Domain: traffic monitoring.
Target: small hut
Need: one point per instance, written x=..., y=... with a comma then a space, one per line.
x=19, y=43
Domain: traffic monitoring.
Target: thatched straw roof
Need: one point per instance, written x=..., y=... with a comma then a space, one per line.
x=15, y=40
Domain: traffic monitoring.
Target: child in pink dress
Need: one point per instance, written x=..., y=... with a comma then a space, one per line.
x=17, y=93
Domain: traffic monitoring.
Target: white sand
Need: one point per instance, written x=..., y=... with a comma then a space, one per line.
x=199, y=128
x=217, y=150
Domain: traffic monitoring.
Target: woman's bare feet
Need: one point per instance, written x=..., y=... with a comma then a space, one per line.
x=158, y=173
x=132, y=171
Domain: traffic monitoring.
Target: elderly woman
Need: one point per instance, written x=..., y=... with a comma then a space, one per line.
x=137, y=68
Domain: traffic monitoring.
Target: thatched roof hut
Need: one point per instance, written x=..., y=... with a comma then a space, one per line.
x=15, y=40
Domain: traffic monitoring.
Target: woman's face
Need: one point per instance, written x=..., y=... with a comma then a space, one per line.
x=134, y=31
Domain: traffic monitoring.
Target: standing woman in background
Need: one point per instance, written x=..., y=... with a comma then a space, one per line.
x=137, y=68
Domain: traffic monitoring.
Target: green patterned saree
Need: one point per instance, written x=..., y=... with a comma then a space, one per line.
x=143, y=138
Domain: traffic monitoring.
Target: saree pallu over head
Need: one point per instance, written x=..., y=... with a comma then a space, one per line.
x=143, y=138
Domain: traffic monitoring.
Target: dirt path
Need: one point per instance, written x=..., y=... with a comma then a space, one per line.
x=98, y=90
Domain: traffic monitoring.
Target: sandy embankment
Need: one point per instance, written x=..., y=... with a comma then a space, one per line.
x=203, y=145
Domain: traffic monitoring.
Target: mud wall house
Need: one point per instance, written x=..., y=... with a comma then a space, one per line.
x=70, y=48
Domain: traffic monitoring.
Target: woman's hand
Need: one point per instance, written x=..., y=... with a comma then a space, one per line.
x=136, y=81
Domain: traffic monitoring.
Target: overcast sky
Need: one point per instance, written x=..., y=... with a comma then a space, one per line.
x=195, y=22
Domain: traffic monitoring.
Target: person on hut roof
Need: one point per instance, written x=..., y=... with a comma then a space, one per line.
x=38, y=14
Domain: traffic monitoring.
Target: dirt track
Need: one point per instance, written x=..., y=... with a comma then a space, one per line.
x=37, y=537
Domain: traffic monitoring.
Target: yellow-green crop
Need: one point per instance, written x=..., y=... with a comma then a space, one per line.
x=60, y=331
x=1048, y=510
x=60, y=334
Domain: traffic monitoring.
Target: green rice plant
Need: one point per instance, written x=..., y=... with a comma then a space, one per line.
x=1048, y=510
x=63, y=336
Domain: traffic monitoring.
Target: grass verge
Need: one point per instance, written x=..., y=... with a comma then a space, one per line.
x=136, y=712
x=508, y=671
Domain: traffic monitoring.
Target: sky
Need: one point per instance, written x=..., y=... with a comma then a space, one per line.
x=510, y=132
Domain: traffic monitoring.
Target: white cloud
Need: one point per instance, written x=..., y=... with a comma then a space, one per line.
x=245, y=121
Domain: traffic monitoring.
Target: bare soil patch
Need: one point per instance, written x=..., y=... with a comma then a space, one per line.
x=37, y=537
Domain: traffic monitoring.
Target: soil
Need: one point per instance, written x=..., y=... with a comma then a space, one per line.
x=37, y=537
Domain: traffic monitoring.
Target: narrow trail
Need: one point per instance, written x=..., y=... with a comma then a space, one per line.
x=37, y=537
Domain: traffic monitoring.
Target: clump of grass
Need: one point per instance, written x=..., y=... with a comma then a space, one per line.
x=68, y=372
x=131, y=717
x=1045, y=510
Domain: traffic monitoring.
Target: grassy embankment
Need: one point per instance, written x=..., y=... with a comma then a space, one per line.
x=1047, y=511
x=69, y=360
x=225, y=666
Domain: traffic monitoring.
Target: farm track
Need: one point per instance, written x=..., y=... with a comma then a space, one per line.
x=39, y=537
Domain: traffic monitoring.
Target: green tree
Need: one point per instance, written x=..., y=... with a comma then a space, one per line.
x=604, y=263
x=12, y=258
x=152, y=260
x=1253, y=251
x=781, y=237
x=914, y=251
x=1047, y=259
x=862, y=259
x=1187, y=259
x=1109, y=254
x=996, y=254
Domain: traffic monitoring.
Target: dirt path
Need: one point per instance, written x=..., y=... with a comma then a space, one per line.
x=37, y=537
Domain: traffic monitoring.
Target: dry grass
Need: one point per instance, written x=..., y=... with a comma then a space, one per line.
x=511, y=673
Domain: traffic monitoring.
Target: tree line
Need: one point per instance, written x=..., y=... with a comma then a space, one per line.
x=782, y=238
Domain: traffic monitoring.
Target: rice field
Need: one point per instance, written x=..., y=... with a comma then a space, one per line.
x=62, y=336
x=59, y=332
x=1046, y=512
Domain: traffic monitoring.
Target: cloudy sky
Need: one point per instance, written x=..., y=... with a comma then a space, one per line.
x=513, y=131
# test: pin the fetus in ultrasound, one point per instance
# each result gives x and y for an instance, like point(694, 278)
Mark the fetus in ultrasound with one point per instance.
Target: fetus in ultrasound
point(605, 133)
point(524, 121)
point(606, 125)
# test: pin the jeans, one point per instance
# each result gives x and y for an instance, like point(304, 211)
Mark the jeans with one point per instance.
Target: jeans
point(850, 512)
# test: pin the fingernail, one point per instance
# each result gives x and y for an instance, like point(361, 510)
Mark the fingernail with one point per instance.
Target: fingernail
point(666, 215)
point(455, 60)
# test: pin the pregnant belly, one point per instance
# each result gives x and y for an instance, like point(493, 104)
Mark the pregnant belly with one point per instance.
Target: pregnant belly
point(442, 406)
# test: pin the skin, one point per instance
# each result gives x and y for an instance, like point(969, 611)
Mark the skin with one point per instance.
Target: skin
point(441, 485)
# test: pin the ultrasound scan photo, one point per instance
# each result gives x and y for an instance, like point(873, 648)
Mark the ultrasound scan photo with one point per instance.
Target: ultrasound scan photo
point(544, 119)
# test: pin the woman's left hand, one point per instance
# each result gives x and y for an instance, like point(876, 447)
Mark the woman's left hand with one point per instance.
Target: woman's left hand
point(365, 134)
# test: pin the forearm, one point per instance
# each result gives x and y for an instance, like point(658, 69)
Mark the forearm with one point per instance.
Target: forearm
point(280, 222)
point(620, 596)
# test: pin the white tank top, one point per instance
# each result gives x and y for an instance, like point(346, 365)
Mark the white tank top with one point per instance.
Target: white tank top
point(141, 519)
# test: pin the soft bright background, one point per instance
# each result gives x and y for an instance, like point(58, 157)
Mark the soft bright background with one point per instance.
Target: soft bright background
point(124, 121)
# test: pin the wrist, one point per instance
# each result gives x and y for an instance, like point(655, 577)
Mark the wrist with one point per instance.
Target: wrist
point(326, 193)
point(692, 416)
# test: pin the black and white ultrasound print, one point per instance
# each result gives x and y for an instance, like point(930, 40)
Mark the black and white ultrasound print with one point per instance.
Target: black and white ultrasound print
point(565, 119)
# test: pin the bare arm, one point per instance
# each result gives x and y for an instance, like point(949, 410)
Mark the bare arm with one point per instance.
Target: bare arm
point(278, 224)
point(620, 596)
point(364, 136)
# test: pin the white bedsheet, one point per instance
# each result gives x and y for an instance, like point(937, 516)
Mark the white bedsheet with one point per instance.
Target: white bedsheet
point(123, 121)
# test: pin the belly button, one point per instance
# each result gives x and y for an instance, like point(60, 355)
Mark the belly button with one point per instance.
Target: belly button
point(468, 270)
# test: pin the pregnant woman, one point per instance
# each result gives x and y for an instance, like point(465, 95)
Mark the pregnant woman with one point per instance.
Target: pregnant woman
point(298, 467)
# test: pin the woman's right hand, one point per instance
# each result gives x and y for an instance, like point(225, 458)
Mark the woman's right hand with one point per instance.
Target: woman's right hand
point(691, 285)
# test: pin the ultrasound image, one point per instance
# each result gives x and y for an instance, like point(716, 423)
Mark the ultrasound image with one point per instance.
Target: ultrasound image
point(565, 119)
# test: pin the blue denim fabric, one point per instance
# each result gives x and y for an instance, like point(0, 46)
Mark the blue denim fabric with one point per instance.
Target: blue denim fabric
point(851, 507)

--

Repeat only the stretch of lines starting at the one containing "# test: pin the soft" and running to the final line of the entries above.

### Result of this task:
# test: pin the soft bright background, one point per instance
# each result gives x and y for an instance, like point(58, 157)
Mark the soft bright background with one point per instance.
Target: soft bright background
point(124, 121)
# test: pin the wrist, one point per instance
# each result gives x and y for an instance, like point(655, 577)
Mark the wrist with one point per instance.
Target: wrist
point(326, 193)
point(692, 416)
# test: pin the black and white ultrasound print, one point per instance
# each result gives x and y for an instance, like point(930, 40)
Mark the black and white ultrasound print with one point per instance.
Target: black and white ultrasound print
point(565, 119)
# test: pin the bare arm, one point per instance
# each result gives x and y for an instance, like point(949, 410)
Mark the bare arm with one point per instance.
Target: bare arm
point(278, 224)
point(620, 596)
point(364, 136)
# test: pin the white bedsheet, one point per instance
# each result gives x and y for an instance, like point(937, 516)
Mark the white bedsheet with one point per instance.
Target: white bedsheet
point(123, 121)
# test: pin the belly button, one point per instance
# each result gives x and y for an instance, like point(60, 355)
Mark the belly button with one point per instance.
Target: belly button
point(468, 270)
# test: pin the pregnant woman, one point per instance
# each result gives x and y for an instance, like point(465, 95)
Mark the pregnant woman with one point per instance.
Target: pregnant woman
point(298, 467)
# test: pin the woman's right hand, one point per instance
# each result gives x and y for an instance, like point(225, 458)
Mark the woman's right hand with one point per instance.
Target: woman's right hand
point(691, 285)
# test: pin the ultrasound image, one point per instance
# each result gives x and y for an instance, like point(716, 423)
Mark the ultrasound image with one point per instance.
Target: ultrasound image
point(565, 119)
# test: pin the blue denim fabric, one point per instance
# each result gives x and y for an instance, like point(0, 46)
Mark the blue denim fabric with one point per instance.
Target: blue denim fabric
point(851, 507)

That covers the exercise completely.